%%

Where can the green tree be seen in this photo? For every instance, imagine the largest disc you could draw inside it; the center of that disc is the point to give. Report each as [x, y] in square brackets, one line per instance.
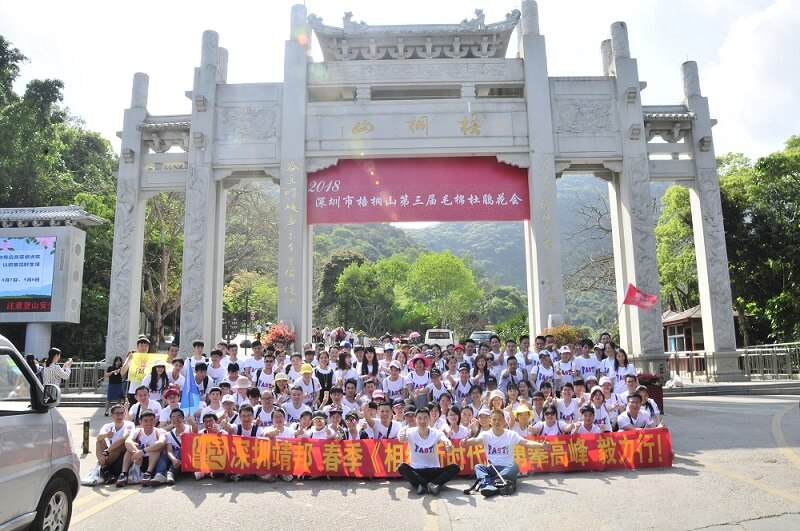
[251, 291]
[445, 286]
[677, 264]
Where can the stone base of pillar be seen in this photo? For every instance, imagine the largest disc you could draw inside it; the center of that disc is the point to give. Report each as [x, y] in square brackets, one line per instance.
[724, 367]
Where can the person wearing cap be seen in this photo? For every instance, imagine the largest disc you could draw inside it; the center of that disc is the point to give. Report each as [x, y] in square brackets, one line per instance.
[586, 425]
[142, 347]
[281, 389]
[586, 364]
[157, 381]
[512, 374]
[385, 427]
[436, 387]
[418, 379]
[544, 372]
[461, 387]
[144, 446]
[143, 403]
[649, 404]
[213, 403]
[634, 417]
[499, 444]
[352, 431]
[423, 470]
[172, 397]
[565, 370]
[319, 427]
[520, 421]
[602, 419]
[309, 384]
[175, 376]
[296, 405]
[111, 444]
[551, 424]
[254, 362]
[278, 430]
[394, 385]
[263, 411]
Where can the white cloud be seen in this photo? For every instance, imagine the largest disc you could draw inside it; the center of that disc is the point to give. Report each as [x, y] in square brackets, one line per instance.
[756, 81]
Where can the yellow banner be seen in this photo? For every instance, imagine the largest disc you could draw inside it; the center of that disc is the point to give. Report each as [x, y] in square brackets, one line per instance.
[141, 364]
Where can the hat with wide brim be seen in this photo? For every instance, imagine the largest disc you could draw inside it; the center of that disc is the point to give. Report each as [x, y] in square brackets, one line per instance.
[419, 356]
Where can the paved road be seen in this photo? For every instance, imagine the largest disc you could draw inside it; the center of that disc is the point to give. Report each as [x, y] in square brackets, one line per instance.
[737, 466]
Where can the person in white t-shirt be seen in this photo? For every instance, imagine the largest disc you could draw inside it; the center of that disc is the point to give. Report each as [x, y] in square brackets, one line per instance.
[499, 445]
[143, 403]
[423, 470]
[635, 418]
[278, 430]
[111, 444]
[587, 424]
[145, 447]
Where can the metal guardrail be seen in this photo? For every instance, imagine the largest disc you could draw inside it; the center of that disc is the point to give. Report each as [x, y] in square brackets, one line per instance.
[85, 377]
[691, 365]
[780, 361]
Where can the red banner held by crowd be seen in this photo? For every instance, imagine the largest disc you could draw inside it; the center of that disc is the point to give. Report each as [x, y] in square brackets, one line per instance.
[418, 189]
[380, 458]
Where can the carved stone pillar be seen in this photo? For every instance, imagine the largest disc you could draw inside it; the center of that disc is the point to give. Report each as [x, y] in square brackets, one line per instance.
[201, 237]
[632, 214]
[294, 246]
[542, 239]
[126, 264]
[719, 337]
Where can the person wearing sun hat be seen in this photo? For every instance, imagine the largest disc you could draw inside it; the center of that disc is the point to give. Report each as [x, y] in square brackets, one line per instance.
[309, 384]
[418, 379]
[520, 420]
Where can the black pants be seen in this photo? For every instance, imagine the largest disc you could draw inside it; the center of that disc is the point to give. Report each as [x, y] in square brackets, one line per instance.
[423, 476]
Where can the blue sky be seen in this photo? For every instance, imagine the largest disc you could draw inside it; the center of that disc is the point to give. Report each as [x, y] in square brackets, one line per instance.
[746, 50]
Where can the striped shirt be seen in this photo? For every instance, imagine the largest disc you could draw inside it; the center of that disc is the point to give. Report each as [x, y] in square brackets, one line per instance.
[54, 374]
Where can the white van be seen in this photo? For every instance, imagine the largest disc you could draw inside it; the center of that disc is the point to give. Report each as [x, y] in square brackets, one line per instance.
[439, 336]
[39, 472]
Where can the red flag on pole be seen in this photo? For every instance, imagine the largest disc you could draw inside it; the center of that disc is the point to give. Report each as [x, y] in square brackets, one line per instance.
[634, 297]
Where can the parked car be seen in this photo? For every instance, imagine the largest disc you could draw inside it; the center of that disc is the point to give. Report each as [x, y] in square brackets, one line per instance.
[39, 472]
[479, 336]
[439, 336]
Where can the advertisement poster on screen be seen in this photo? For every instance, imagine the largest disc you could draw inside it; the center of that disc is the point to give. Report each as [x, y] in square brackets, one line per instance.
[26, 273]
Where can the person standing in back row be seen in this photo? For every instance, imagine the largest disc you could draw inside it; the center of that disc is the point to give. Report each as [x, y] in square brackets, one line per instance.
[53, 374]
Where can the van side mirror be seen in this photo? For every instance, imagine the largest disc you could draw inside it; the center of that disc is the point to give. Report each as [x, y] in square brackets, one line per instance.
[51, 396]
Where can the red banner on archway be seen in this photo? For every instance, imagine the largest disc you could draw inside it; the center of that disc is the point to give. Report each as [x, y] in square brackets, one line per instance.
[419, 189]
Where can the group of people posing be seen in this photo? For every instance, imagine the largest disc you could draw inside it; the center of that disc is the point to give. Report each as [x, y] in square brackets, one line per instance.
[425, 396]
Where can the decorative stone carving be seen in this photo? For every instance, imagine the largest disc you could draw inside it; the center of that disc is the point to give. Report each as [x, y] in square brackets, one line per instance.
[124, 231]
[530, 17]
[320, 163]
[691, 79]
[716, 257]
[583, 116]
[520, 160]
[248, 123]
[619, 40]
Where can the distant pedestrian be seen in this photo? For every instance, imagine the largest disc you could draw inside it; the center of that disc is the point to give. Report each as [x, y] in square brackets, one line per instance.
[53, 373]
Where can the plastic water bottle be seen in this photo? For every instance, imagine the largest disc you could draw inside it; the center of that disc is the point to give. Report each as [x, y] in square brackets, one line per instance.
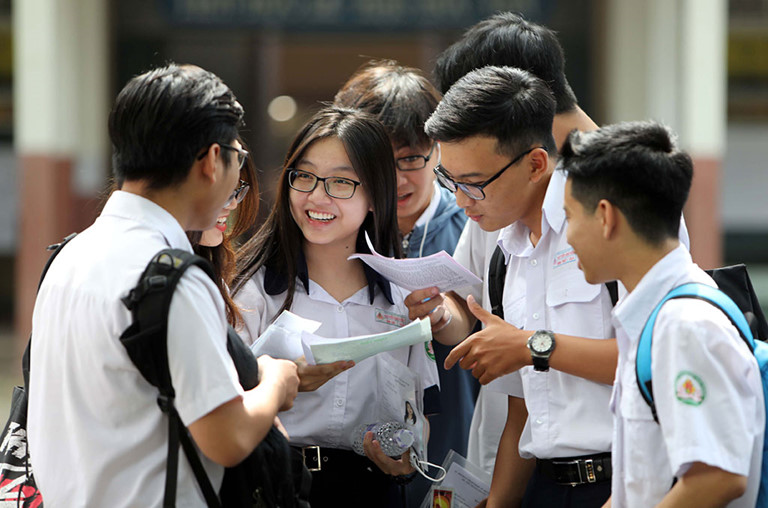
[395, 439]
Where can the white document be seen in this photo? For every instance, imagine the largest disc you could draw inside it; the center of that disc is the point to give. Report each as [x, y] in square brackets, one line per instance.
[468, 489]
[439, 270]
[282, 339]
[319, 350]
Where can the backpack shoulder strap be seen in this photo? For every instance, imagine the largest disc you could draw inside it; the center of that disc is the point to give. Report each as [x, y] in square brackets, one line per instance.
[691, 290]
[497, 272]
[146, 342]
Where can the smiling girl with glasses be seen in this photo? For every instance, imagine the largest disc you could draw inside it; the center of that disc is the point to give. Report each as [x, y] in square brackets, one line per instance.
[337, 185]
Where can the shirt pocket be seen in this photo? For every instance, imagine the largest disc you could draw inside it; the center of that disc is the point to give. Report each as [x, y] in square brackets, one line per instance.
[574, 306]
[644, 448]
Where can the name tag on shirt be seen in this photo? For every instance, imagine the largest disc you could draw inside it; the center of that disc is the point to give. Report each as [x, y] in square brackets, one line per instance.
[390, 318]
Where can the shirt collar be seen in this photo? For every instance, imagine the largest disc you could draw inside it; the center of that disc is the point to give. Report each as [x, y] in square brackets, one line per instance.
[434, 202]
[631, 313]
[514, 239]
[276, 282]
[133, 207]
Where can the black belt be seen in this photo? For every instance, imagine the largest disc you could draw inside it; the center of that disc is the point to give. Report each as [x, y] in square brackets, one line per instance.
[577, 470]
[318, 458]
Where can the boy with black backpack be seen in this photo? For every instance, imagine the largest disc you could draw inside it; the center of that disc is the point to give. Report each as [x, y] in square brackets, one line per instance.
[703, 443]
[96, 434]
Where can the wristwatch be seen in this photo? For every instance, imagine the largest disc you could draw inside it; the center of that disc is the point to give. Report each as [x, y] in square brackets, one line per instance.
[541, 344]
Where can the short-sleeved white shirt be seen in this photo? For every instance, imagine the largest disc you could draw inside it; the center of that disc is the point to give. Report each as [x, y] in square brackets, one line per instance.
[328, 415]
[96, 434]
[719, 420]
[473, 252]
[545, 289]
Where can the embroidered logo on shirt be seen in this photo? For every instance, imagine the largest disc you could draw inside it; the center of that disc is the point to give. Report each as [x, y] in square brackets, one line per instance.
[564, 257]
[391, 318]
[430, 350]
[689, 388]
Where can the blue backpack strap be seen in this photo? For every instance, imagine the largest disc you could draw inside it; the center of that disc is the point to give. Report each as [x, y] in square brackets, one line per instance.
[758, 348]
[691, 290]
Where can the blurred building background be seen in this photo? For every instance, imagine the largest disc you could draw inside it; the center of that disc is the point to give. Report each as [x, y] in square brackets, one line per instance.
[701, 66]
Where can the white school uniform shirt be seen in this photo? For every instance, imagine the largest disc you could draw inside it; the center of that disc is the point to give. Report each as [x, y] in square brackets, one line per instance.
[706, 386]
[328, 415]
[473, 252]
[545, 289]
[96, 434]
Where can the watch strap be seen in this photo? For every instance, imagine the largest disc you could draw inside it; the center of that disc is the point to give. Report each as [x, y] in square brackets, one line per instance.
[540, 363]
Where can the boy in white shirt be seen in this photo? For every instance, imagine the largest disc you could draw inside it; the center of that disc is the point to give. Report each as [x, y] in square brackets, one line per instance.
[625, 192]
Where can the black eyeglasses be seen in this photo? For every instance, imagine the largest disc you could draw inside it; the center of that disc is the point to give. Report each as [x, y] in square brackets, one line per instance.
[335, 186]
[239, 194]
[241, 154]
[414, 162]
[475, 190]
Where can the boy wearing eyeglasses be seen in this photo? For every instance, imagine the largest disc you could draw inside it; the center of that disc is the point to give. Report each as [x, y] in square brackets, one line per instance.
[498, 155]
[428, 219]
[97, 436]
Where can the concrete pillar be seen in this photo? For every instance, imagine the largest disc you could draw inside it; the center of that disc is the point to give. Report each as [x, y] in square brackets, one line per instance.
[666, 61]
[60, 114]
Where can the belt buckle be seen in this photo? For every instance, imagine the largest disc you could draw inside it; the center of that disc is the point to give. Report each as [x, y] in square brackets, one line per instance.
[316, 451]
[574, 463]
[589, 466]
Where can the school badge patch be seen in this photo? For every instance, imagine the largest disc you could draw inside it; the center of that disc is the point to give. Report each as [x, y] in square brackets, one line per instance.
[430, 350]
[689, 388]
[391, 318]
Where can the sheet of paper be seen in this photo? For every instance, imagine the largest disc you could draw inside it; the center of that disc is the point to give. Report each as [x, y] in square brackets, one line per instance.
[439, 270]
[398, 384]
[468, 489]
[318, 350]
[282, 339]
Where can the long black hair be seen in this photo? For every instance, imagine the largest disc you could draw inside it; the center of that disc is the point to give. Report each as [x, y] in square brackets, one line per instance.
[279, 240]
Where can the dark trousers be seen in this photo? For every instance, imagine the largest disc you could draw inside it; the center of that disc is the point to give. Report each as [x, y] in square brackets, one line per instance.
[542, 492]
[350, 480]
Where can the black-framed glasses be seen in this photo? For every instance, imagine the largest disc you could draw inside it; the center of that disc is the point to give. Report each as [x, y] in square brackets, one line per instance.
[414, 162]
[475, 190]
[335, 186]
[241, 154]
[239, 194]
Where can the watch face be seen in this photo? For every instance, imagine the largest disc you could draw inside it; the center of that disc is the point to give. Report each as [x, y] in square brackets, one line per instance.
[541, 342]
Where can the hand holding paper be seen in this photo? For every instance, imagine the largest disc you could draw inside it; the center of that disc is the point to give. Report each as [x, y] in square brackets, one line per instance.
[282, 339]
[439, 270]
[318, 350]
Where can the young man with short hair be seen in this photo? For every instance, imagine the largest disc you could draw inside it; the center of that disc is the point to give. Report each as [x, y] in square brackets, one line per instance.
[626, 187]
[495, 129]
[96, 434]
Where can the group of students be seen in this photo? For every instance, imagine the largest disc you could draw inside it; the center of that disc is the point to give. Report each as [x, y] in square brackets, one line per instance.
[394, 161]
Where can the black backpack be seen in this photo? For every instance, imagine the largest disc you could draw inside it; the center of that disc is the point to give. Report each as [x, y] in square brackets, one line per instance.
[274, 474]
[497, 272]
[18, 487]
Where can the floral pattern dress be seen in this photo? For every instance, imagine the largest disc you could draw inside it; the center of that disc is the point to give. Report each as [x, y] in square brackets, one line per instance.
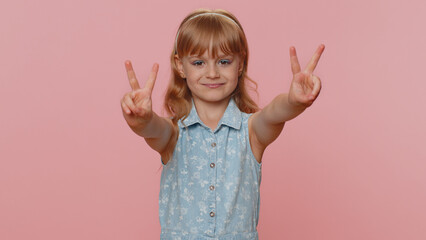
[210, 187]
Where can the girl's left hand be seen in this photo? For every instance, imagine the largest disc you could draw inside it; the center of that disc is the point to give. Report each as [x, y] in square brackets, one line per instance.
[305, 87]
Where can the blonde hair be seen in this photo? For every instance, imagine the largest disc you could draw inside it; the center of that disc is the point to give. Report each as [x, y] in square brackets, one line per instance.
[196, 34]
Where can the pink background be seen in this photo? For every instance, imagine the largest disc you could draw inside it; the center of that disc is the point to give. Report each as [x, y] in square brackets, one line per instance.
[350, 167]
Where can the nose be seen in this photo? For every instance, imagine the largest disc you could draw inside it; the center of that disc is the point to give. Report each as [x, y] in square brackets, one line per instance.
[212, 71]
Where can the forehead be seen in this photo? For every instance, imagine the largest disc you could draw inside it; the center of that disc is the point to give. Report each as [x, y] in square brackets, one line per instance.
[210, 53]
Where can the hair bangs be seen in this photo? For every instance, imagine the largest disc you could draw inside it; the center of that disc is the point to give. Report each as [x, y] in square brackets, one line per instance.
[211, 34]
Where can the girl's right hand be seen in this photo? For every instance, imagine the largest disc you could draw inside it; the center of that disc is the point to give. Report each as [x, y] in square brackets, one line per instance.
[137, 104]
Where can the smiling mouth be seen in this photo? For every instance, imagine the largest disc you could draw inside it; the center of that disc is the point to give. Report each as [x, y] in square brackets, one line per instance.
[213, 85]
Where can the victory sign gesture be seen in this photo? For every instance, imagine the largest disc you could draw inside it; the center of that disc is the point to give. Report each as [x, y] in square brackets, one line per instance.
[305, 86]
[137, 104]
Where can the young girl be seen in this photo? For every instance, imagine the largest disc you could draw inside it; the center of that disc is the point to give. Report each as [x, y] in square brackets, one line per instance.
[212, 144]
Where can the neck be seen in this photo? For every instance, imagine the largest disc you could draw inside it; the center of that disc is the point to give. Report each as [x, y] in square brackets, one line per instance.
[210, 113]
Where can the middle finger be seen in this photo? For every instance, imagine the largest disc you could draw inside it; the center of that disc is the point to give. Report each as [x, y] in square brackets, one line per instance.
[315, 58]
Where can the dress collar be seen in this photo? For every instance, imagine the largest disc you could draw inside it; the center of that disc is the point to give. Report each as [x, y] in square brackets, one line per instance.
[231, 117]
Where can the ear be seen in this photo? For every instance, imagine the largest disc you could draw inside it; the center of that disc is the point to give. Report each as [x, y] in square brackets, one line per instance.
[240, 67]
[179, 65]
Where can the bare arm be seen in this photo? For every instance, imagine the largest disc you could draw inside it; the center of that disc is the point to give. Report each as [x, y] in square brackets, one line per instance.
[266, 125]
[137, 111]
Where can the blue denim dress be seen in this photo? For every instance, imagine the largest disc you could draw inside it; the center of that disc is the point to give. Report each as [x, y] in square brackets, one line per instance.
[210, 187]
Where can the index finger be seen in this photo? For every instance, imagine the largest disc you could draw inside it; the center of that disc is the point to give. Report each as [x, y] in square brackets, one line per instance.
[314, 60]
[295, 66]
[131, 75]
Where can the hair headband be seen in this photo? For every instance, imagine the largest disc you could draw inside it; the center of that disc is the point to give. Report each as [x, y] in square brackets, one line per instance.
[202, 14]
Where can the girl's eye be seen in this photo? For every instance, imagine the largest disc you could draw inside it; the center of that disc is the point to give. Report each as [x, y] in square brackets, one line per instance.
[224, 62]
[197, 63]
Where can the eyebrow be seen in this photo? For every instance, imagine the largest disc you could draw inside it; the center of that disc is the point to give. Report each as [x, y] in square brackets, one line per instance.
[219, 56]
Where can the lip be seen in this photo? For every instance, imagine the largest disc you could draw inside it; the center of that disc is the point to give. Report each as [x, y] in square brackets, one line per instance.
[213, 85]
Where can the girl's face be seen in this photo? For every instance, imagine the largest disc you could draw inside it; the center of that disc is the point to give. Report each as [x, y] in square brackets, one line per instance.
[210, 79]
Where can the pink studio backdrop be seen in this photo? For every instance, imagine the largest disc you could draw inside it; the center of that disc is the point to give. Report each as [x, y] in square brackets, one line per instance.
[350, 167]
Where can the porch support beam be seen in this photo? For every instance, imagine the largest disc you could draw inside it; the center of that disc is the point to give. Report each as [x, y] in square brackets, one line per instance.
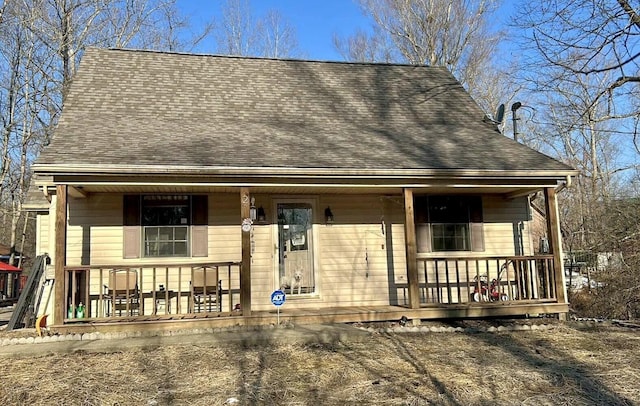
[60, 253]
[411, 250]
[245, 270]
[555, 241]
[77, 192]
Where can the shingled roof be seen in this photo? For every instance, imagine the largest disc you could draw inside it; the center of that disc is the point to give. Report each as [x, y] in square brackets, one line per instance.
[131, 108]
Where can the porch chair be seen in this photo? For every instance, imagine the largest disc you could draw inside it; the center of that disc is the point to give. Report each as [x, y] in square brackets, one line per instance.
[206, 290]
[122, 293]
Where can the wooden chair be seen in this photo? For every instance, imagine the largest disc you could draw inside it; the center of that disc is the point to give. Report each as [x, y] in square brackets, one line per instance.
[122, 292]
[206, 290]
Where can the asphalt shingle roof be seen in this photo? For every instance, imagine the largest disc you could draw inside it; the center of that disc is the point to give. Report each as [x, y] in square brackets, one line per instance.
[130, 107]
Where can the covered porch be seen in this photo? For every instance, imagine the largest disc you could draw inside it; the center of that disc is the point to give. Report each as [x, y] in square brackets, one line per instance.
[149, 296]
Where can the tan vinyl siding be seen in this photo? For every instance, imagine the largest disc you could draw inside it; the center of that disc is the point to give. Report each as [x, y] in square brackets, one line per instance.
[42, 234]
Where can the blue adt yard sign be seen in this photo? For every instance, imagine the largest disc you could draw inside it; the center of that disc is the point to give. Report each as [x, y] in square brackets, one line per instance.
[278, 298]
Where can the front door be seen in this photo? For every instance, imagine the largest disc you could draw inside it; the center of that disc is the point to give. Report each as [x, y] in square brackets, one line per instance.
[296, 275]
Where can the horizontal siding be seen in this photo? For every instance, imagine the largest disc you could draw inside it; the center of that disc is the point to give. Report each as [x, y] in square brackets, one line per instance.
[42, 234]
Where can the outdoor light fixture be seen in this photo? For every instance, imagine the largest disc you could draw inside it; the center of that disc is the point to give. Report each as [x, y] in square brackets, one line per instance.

%%

Task prompt:
Output exactly the lines above, from the one holding "Where can the wooden" through the end of the data, including the first and last.

Result of the exercise:
Where can the wooden chair be seen in this photo? For every instance, imagine the largest disc you could draw inside it; the center of that disc is the point to give. Report each as [x, y] in square brackets, one line per instance.
[122, 292]
[206, 290]
Where can the asphalt shingle roof be seen in this photo? For every instance, imagine the largest disc you could draw inside it; the center of that disc is the point to give. Report each as [x, y] in square brackets, one line per instance.
[130, 107]
Where can the covered porch be seen in this photo? For every instance, imagine the largest disc you could draw inside it; the center of that disc is the point to give. Report each as [x, y] in square brackets, one line per instance.
[149, 296]
Where can the tan vinyl siding be seen in this photo? For every instance, imagine the largest disc you could draw inside it; the center of that disc is the point to give. Report each as [x, y] in square brackets, one line per instance.
[42, 234]
Where can the blue adt yard sign be seen in this photo? For every instance, imagine the largest disc you could draw inside it; the center of that disc is the point to give. Report each as [x, y] in square brackets, one line per instance.
[278, 298]
Where can the front door be seen in this photo? For every instance, imagine the largest disc you could draw inside it; the center of that disc is the point to give. Report each as [x, y] in square brackets, one line per instance.
[296, 275]
Where can the horizontal siding be seen in this photo? For every instance, imagine the largest disc you could draw inside it; the center of that disc is the point to give. Report each as [x, y] in square brackets, one line per instance.
[42, 234]
Where can the outdoor light fixture be seen in this photo? For every instance, imagine the largest disc you could draw inside it; the center of that disc is the point to give. Report each as [x, y] in square brackets, one line per instance.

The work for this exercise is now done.